**TASKS TO COMPLETE**
a: According to the article on therapy dog visits at The Osborn, which organization did the community partner with to bring therapy dogs to its residents?
b: From the article on therapy dog visits at The Osborn, pull out the passage word for word, starting at "Cohen went on" and stopping after "unreachable, Cohen said.".

**EXTRACT TO READ**
The Osborn Retirement Community in Rye has always seemed like a warm and welcoming place. Knowing that they have visits from various therapy dogs? That makes it seem even more inviting a place to live.
Lynn Cohen, The Osborn's Director of Recreation and Volunteers, certainly agrees.
"About two years ago, we partnered up with the Good Dog Foundation to bring therapy dogs to visit our residents. It has been going extremely well. Some of our regular 'visitors' include Amstel, who is part Akita and part something else; Skipper, who's a big Golden Retriever and Fonzie, who is a Shepherd mix," she said. "They are so eagerly anticipated and warmly-welcomed, you'd think the dogs were rock stars. The visits are a high point in the week for a number of our residents."
Cohen went on to say that Fonzie, who was a "sad case" until his current owner rescued him, is as charismatic and beloved as his "Happy Days" namesake. And with good, if offbeat reason.
"Fonzie had a pretty rough life before he was rescued and was terribly neglected. He's missing some teeth, and as a result, his tongue hangs out of the side of his mouth. But he's an incredibly loving dog and everyone at The Osborn knows and adores him."
The magical effects these canine visitors produce is something to see, touching the hearts of some seniors who were thought to be unreachable, Cohen said.
"When a dog visits, it's pretty informal. They stay at the nurses station and you can come and hang out or not. Most people do. When our residents pet the dog, you can really start to see the person inside them. Their spirit, their youthful self. It's riveting to watch."
Especially when it involves a senior who seemed lost to everyone around them.

**INFORMATION SHOWN**

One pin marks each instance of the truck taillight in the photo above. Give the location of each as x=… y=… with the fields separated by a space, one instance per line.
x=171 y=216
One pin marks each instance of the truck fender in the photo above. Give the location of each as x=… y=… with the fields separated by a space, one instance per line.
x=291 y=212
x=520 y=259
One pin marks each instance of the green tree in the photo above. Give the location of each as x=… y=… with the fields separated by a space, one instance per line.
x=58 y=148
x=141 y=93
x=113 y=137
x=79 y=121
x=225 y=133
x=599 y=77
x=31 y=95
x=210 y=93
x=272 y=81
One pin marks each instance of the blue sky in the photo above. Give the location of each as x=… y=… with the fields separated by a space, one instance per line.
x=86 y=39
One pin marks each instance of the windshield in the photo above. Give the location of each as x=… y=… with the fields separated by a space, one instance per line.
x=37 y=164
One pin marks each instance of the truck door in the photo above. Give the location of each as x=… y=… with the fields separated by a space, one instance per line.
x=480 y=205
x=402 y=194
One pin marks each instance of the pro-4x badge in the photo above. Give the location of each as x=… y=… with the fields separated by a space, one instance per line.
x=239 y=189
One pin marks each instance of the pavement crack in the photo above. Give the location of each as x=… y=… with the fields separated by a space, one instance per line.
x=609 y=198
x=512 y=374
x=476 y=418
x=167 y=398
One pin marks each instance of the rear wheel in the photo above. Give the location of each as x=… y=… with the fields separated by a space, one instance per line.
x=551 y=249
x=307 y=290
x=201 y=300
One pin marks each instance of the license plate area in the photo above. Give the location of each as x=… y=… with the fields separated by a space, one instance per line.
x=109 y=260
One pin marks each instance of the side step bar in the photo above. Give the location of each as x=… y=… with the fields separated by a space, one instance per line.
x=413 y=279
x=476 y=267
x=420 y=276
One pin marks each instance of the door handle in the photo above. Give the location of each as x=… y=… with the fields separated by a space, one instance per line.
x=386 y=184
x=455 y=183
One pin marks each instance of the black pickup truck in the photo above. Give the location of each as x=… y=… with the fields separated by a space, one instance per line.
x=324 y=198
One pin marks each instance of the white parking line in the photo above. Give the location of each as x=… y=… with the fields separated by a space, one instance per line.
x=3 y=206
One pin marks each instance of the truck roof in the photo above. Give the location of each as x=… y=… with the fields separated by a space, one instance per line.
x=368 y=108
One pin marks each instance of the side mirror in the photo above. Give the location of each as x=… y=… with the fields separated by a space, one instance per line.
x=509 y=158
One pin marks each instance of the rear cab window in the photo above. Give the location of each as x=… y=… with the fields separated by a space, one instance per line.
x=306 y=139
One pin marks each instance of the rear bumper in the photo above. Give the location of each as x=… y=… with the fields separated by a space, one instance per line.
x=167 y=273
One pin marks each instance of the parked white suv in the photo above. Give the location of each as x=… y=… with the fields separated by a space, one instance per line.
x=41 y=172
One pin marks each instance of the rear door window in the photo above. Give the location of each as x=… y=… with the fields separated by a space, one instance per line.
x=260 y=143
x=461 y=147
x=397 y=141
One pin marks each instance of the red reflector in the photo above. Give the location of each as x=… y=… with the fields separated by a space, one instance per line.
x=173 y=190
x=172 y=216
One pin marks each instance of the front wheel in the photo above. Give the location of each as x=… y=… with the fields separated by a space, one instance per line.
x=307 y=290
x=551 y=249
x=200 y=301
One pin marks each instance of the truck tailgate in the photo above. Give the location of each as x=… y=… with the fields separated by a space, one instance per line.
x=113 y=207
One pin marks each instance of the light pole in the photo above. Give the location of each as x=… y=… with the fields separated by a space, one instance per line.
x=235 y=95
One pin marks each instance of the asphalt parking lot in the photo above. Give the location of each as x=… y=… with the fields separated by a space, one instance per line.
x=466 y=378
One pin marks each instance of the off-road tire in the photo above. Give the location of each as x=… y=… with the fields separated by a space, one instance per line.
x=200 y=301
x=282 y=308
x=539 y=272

**PER-TASK OUTPUTS**
a: The Good Dog Foundation.

b:
Cohen went on to say that Fonzie, who was a "sad case" until his current owner rescued him, is as charismatic and beloved as his "Happy Days" namesake. And with good, if offbeat reason.
"Fonzie had a pretty rough life before he was rescued and was terribly neglected. He's missing some teeth, and as a result, his tongue hangs out of the side of his mouth. But he's an incredibly loving dog and everyone at The Osborn knows and adores him."
The magical effects these canine visitors produce is something to see, touching the hearts of some seniors who were thought to be unreachable, Cohen said.